Text shown:
59 million workers, 10 major occupation groups
ILO ILOSTAT (CC BY 4.0) tracks Mexican employment using ISCO-08 major occupation group classifications. The 2025 data covers 59 million workers across 10 groups - from armed forces through managers, professionals, technicians, clerical workers, service workers, agricultural workers, trades workers, plant operators, and elementary occupations. Mexico's INEGI (Instituto Nacional de Estadistica y Geografia) publishes quarterly employment surveys that feed into the ILO data, making it one of the better-documented labour markets in Latin America.
The headline number - 59 million workers - understates the complexity. The formal-informal divide cuts across every occupation group. A formal-sector accountant at a multinational in Mexico City and an informal bookkeeper for a family business in Oaxaca both fall in the "clerical support workers" category, but they face entirely different AI disruption pathways. Understanding Mexico's workforce means holding this duality in mind throughout.

Extracted records:
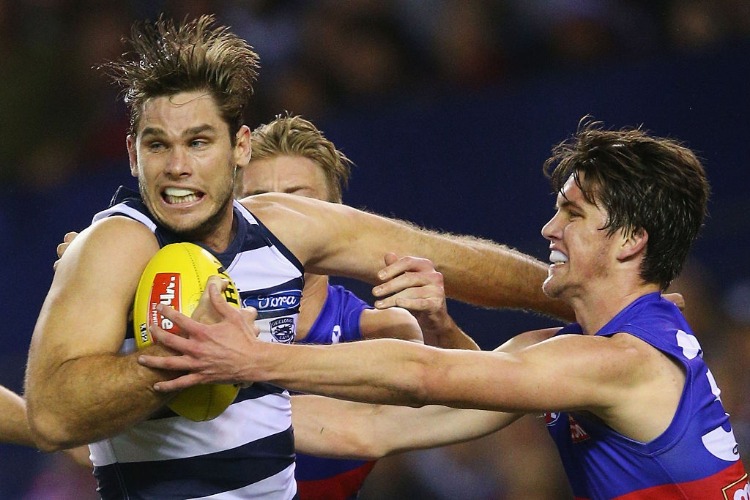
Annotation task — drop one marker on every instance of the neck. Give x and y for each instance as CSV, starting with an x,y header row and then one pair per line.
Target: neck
x,y
595,310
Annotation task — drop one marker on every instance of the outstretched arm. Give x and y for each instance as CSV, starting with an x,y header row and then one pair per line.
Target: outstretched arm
x,y
420,290
343,429
338,240
79,388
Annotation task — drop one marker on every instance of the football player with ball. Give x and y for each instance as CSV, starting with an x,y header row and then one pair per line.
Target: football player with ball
x,y
186,86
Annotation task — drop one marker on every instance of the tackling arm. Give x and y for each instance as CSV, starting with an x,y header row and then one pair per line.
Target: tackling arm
x,y
339,240
343,429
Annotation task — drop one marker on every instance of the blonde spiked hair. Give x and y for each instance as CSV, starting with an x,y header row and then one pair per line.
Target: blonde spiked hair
x,y
295,136
167,59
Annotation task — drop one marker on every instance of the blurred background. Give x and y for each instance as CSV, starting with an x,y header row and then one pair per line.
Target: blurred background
x,y
448,108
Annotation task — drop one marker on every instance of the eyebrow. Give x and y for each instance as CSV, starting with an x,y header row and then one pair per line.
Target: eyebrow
x,y
159,132
566,203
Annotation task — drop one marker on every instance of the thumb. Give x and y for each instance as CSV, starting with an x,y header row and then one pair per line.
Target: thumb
x,y
390,258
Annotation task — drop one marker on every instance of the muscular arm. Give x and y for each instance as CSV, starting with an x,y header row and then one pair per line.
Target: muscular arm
x,y
393,323
78,387
335,428
343,429
340,240
14,428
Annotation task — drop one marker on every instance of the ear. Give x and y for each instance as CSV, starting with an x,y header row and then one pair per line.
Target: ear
x,y
633,245
130,142
242,147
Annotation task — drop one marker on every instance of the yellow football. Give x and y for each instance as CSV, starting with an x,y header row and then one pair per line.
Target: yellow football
x,y
176,276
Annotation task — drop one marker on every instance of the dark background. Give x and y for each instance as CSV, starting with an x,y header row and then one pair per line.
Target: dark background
x,y
459,158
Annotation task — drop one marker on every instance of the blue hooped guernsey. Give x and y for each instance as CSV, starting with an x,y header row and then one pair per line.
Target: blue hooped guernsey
x,y
330,478
695,458
248,450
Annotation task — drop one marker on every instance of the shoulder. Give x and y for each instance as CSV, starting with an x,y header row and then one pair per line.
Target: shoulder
x,y
309,228
114,245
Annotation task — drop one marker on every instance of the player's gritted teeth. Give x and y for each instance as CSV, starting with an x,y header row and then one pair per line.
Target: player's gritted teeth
x,y
175,196
557,257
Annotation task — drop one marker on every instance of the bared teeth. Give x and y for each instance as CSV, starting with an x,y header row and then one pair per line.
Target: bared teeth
x,y
179,195
557,256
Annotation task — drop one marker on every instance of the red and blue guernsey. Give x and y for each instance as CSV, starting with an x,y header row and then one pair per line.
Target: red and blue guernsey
x,y
695,458
329,478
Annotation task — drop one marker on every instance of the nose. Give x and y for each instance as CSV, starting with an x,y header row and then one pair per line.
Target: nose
x,y
178,162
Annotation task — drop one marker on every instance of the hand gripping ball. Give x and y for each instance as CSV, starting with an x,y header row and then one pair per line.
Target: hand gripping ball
x,y
176,276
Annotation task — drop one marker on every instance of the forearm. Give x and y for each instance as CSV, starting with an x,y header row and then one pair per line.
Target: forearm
x,y
447,335
488,274
343,370
14,427
343,429
90,398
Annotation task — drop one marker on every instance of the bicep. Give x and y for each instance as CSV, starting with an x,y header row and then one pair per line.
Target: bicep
x,y
86,309
394,323
331,238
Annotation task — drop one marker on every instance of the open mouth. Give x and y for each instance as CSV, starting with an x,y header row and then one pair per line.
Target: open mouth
x,y
177,196
557,257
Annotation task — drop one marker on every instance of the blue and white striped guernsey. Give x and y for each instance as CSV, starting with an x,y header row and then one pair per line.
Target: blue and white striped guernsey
x,y
247,451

Problems to work on:
a: In the text on Mexico's workforce, which Mexican agency publishes the quarterly employment surveys that feed into the ILO data?
b: List every place name that appears in the text on Mexico's workforce.
c: Write the next part of the text on Mexico's workforce, starting after its last sentence.
The listing comes from a different source than the text on Mexico's workforce.

Answers below:
a: INEGI (Instituto Nacional de Estadistica y Geografia).

b: Mexico, Mexico City, Oaxaca, Latin America

c:
The most AI-exposed jobs in Mexico
Mexico's highest AI exposure group is clerical support workers at 8.5/10, covering 3.7 million workers. This group spans the full range of office and administrative roles - data entry operators, accounting clerks, administrative assistants, customer service representatives, and receptionists. In Mexico's formal economy, these roles are concentrated in banking, telecoms, insurance, retail chains, and the public sector.
Mexico's banking sector has been one of the first to deploy AI in clerical functions. BBVA Mexico, Citibanamex, Banorte, and Santander Mexico have all invested in AI-powered document processing, customer query automation, and back-office automation over the past three years. These are not experiments - they are operational systems that have already reduced headcount in specific clerical functions. BBVA Mexico's own published reports have referenced efficiency gains from AI in processing and compliance workflows.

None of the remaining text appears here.